## EXCERPTED TEXT:
* Begin *
In this congregation we have had other things happen to make shouts of Alleluia ring a little hollow.  Three young men from Kingsburg were killed in a tragic accident.  The lone survivor is a part of our family.  Another young man connected with our church family has been in rehab after telling a friend he wanted to kill himself.  

Around the nation, thousands, possibly millions, of people are worrying about what will happen to their health insurance if the bill that just passed Congress also gets through the Senate.  I’ve seen long, detailed lists of pre-existing conditions that we will “lose”, but as I don’t know what “lose” means in this context, I don’t really know what that means.  What I do know is that a lot of people are frightened, that they won’t be covered any more, that their insurance premiums will skyrocket because of a pre-existing condition.  It is hard to celebrate even the risen Christ when you are frightened and upset.  Or, as Psalm 137 says, “How can we sing songs of the Lord in a foreign land?”   We may not be exiled from our homes the way the writer of that psalm was, but we understand the foreign-ness of sorrow, worry, and depression in the midst of a time of great celebration.

It is for times like these that Psalm 23 was written.  
The Lord is my shepherd.  I shall not want. I have everything I need.
The Lord keeps me safe, and gives me a place to rest when it all gets to be too much.  He restores my soul.  
No matter how worried I am, God holds me close, comforts me, and helps my heart be easy.
God’s rod, an instrument of punishment, and staff, the symbol of his shepherding care, comfort us, for in them we recognize God’s justice and mercy for all the world.
Yea, though I walk through the valley of the shadow of death, I shall fear no evil.
No matter what is going on in my life - stress, illness, injury, danger, loss of a loved one - no matter what, I will be ok, because God is with me.

I love this picture, of a cat walking serenely past a row of dogs.  Cats are consummate actors, of course.  Who hasn’t seen a cat fall off of something and then get that, “I meant to do that” look on her face?   This cat may have been used as a K-9 training test before, or not, but she is certainly projecting catitude as she strolls along.  It is as if she knows that some higher power is protecting her.  Might some of them break and go for her?  It could happen.  But she looks  confident that she will be ok, no matter what.  

Julian of Norwich was a 14th century Christian mystic.  A book she wrote in 1395, “Revelations of Divine Love,”  describing a series of visions she had of Jesus, is the first English language book known to be written by a woman.  If you have not heard her name before, you have surely heard some of her words, because from this book comes the phrase, “all shall be well, and all manner of thing shall be well.”  In it she also wrote, ”If there is anywhere on earth a lover of God who is always kept safe, I know nothing of it, for it was not shown to me.  But this was shown: that in falling and rising again we are always kept in that same precious love."   She was convinced that all things will ultimately be put right by Christ, that, in fact, everything will ultimately be ok, because of God’s love made manifest in Jesus.
* End *
## EXTRACTED INFORMATION:
* Begin *
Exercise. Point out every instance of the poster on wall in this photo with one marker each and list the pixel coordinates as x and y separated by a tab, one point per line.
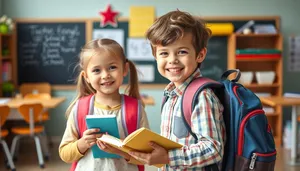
294	54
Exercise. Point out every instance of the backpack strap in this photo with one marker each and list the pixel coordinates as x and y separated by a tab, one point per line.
131	119
188	104
83	109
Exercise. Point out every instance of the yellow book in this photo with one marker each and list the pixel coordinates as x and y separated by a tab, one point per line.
139	141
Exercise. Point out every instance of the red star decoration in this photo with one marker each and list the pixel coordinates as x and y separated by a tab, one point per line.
109	17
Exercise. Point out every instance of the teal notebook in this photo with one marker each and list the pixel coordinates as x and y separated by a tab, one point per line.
106	123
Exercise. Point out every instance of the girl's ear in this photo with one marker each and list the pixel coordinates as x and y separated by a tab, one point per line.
201	56
84	74
126	69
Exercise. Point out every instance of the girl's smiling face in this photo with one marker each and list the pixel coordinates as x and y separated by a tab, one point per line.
105	72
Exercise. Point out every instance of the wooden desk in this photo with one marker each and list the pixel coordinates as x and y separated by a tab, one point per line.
295	103
47	103
15	103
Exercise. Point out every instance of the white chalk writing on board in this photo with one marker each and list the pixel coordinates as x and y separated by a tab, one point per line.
54	42
139	49
115	34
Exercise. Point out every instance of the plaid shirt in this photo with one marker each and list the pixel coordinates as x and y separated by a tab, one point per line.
207	124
* End *
Could you reproduce, word for word, the stretch of the Psalm 23 reflection above from "God’s rod, an" through "fear no evil."?

## SOLUTION BELOW:
God’s rod, an instrument of punishment, and staff, the symbol of his shepherding care, comfort us, for in them we recognize God’s justice and mercy for all the world.
Yea, though I walk through the valley of the shadow of death, I shall fear no evil.